● **Job**: Render the items below as a two-column CSV with the header columns "item_text" and "answer", one row per item. Put each item's text and its answer in a separate quoted field, replacing any line breaks with spaces.

● **Available records**:
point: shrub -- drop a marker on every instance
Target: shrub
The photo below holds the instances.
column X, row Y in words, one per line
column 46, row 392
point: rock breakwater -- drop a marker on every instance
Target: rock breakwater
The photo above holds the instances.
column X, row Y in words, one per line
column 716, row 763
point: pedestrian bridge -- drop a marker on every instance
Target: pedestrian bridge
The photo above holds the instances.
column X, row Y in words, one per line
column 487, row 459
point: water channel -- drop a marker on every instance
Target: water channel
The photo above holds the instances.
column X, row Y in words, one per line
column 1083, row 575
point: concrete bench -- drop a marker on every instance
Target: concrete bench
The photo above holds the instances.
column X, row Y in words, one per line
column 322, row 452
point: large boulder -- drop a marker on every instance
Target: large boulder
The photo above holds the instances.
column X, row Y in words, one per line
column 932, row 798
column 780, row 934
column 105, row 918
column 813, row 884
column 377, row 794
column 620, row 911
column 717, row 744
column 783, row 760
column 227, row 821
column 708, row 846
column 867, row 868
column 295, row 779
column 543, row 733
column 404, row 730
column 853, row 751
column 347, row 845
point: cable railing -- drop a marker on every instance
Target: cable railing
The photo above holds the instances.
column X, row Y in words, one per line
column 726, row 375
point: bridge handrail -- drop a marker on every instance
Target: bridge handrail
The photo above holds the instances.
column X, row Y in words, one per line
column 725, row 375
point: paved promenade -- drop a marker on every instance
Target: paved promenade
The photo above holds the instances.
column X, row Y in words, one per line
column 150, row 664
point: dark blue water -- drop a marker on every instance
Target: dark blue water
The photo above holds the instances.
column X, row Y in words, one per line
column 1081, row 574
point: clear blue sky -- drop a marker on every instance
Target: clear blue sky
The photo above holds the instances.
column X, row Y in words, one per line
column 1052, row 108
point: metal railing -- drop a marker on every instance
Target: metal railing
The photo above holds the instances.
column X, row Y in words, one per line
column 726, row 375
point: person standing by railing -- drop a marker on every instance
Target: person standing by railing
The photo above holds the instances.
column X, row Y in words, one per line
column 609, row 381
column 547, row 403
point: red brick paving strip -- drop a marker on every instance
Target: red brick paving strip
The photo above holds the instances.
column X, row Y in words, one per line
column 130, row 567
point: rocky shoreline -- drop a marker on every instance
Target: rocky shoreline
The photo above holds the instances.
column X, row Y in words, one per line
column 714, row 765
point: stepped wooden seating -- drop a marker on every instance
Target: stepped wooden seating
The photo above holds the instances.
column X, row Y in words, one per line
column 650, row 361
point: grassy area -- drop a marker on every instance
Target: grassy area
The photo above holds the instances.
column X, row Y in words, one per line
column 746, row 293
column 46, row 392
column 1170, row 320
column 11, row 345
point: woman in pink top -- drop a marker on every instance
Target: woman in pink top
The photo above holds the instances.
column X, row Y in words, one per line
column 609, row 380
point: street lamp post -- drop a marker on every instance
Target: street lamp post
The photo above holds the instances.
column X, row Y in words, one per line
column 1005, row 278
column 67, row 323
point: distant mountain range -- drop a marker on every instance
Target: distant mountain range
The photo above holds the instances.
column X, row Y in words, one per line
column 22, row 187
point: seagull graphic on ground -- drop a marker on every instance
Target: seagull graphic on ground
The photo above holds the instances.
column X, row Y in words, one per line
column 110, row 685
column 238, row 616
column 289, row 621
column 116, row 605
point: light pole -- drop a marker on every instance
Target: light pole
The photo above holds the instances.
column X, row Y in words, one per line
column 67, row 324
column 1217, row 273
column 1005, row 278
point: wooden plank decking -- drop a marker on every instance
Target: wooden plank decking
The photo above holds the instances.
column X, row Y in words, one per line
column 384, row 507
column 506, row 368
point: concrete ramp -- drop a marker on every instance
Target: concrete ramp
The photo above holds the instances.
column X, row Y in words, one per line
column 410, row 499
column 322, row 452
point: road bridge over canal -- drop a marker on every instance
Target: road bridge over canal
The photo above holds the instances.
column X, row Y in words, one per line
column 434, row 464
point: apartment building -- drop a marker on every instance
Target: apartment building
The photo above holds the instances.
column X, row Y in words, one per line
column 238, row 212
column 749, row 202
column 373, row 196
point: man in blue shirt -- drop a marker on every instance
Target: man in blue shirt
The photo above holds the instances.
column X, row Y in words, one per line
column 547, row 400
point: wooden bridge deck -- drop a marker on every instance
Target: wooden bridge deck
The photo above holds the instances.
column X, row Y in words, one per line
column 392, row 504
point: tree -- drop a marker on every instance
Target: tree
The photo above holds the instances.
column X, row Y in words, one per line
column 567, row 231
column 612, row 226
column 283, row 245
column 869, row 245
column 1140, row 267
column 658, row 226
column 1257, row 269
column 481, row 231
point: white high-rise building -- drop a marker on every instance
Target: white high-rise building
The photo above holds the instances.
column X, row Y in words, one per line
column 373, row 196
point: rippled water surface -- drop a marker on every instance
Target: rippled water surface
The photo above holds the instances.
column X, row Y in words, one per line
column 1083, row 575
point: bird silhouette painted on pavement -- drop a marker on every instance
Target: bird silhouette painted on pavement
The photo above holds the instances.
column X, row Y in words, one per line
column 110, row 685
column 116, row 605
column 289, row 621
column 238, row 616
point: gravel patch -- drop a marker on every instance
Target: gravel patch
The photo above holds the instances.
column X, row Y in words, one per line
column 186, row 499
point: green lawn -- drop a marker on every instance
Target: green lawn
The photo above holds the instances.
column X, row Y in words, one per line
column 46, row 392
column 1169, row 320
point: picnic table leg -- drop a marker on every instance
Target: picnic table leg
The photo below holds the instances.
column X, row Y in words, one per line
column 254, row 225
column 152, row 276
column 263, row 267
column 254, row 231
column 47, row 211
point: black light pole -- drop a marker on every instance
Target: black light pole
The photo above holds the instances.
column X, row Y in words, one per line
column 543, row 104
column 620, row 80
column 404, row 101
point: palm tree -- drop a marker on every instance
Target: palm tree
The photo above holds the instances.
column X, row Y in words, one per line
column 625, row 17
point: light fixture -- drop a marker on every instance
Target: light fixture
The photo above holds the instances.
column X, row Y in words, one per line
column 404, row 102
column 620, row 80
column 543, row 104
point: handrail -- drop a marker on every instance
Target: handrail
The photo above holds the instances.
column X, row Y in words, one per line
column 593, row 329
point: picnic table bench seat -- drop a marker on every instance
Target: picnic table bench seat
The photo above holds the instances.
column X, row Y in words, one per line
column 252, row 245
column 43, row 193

● **Output of the task**:
item_text,answer
"point: shrub -- drop a marker on every instance Target: shrub The photo below holds the instances. column X, row Y in words, one per line","column 46, row 392"
"point: rock breakwater -- drop a marker on every instance Target: rock breakwater The photo above holds the instances. column X, row Y in words, one per line","column 716, row 763"
"point: pedestrian bridge -- drop a marker on every instance Target: pedestrian bridge The photo above holds the instances. column X, row Y in words, one per line","column 487, row 459"
"point: water channel -- drop a marker on every instance Target: water channel The photo above holds the instances. column X, row Y in words, one per line","column 1083, row 575"
"point: concrete bench -- drop a marker on every instance Target: concrete bench The photo above holds the instances. column X, row Y in words, one per line","column 322, row 452"
"point: large boulder -- drop a marker on every instance Target: large boulder The photo above holds the instances. column X, row Y in words, one per line","column 932, row 798 column 780, row 934 column 105, row 918 column 813, row 884 column 377, row 794 column 620, row 911 column 717, row 744 column 783, row 760 column 227, row 821 column 708, row 846 column 867, row 868 column 295, row 779 column 543, row 733 column 404, row 730 column 853, row 751 column 347, row 845"
"point: cable railing -- drop a marker on every instance Target: cable railing The photo above holds the instances. column X, row Y in words, one per line","column 726, row 375"
"point: bridge handrail -- drop a marker on every instance Target: bridge handrail The photo above holds the instances. column X, row Y in words, one per line","column 725, row 375"
"point: paved promenade -- drop a marker on every instance Target: paved promenade The photo above holds the instances. column X, row Y in words, one per line","column 150, row 664"
"point: dark blue water -- drop a marker on every instance Target: dark blue water The photo above holds the instances. column X, row Y in words, one per line","column 1081, row 574"
"point: clear blue sky -- drop a marker on every instance Target: clear blue sky The photo above holds the instances. column X, row Y in words, one per line","column 1052, row 108"
"point: metal railing -- drop a marker on every instance Target: metal railing The photo above holds the instances. column X, row Y in words, one per line","column 726, row 375"
"point: person standing by railing -- drop a marker on every instance Target: person standing by railing The photo above holds the instances. column X, row Y in words, one per line","column 609, row 381 column 547, row 403"
"point: red brick paving strip -- drop a marker on every instance Target: red brick paving strip The photo above holds the instances. column X, row Y in words, one per line","column 130, row 567"
"point: rocky shoreline -- drop a marker on every instance Target: rocky shoreline The photo above holds the instances. column X, row Y in words, one per line","column 714, row 765"
"point: stepped wooden seating -- drop a marker on every instance Target: stepped wooden seating The photo above holds the instances. column X, row Y in words, one per line","column 650, row 361"
"point: grassy area -- drop a marker on every instance Target: grassy area The photo above holds the instances. column X, row Y in words, one per line","column 746, row 293 column 46, row 392 column 1170, row 320 column 11, row 345"
"point: woman in pink top -- drop a marker on every instance Target: woman in pink top The photo above holds the instances. column X, row Y in words, one per line","column 609, row 380"
"point: street lamp post -- drop a marker on every instance Target: street lamp post The photo above holds the instances. column X, row Y in words, one per line","column 1005, row 278 column 67, row 323"
"point: distant mountain range -- drop a marker on every instance Target: distant mountain range The photo above holds the instances. column X, row Y in words, one per line","column 22, row 187"
"point: seagull graphic on ground -- drop a marker on every instance Target: seagull graphic on ground The photo above holds the instances. column X, row Y in words, one per line","column 110, row 685 column 238, row 616 column 289, row 621 column 116, row 605"
"point: light pole -- drop a marker on every instance Target: light pole The photo above holds the instances. column X, row Y in words, one per line","column 67, row 324 column 1217, row 273 column 1005, row 278"
"point: wooden plank decking -- drop a marker on every instance Target: wooden plank decking The photo above holds the instances. column X, row Y in words, one per line","column 384, row 507 column 506, row 368"
"point: concrete ramp -- drop a marker on every instance Target: concrete ramp The photo above holds the instances. column X, row Y in words, one per line","column 410, row 499 column 322, row 452"
"point: road bridge over canal -- drop a marker on every instance Target: road bridge over canal The photo above holds the instances. column X, row Y in words, one per line","column 434, row 464"
"point: apartment building -- drop a marker on every instance Target: apartment building The photo above holds the instances. column X, row Y in words, one per line","column 238, row 212 column 749, row 202 column 373, row 196"
"point: man in blue shirt -- drop a marker on every instance Target: man in blue shirt The photo above holds the instances. column X, row Y in words, one per line","column 547, row 400"
"point: wooden bridge deck -- drop a marker on every instance Target: wooden bridge deck The photo above holds the instances. column X, row Y in words, one per line","column 392, row 504"
"point: tree -- drop a marker on every instance Target: tree The photo above holds the instances. column X, row Y in words, one per line","column 567, row 231 column 612, row 226 column 283, row 245 column 869, row 245 column 1140, row 267 column 658, row 226 column 1257, row 269 column 481, row 231"
"point: white high-rise building -- drop a marker on every instance Target: white high-rise building The photo above holds the instances. column X, row Y in words, one per line","column 373, row 196"
"point: rippled water surface -- drop a marker on every instance Target: rippled water surface The photo above holds the instances. column X, row Y in words, one per line","column 1083, row 575"
"point: bird silhouette painted on pavement -- drop a marker on every instance Target: bird silhouette painted on pavement The photo above holds the instances. column X, row Y in words, one per line","column 110, row 685 column 116, row 605 column 289, row 621 column 238, row 616"
"point: gravel patch -- drop a marker on every instance Target: gravel patch The photo above holds the instances. column X, row Y in words, one per line","column 186, row 499"
"point: green lawn -- drop a marker on every instance Target: green lawn The photo above holds the instances. column X, row Y in words, one per line","column 46, row 392 column 1169, row 320"
"point: picnic table leg -- drop a marker on every instance Target: picnic table leg The photo below holds the instances. column X, row Y in words, one per line","column 254, row 225 column 152, row 276 column 263, row 267 column 254, row 231 column 47, row 211"
"point: black light pole -- drop a marker on every instance Target: black light pole The photo above holds the instances. column X, row Y in words, one per line","column 543, row 104 column 620, row 80 column 404, row 101"
"point: palm tree -- drop a marker on every instance Target: palm tree The photo above holds the instances. column X, row Y in words, one per line","column 625, row 17"
"point: light fixture -- drop a marker on every instance Target: light fixture The photo above holds the instances. column X, row Y in words, one per line","column 404, row 102 column 620, row 80 column 543, row 104"
"point: handrail -- drop a marker on every instance Target: handrail The photo above holds the instances. column X, row Y in words, one per line","column 593, row 329"
"point: picnic table bench seat -- drop a marker on every instance Target: picnic table bench seat The photo above holds the instances. column X, row Y in words, one per line","column 252, row 245 column 43, row 193"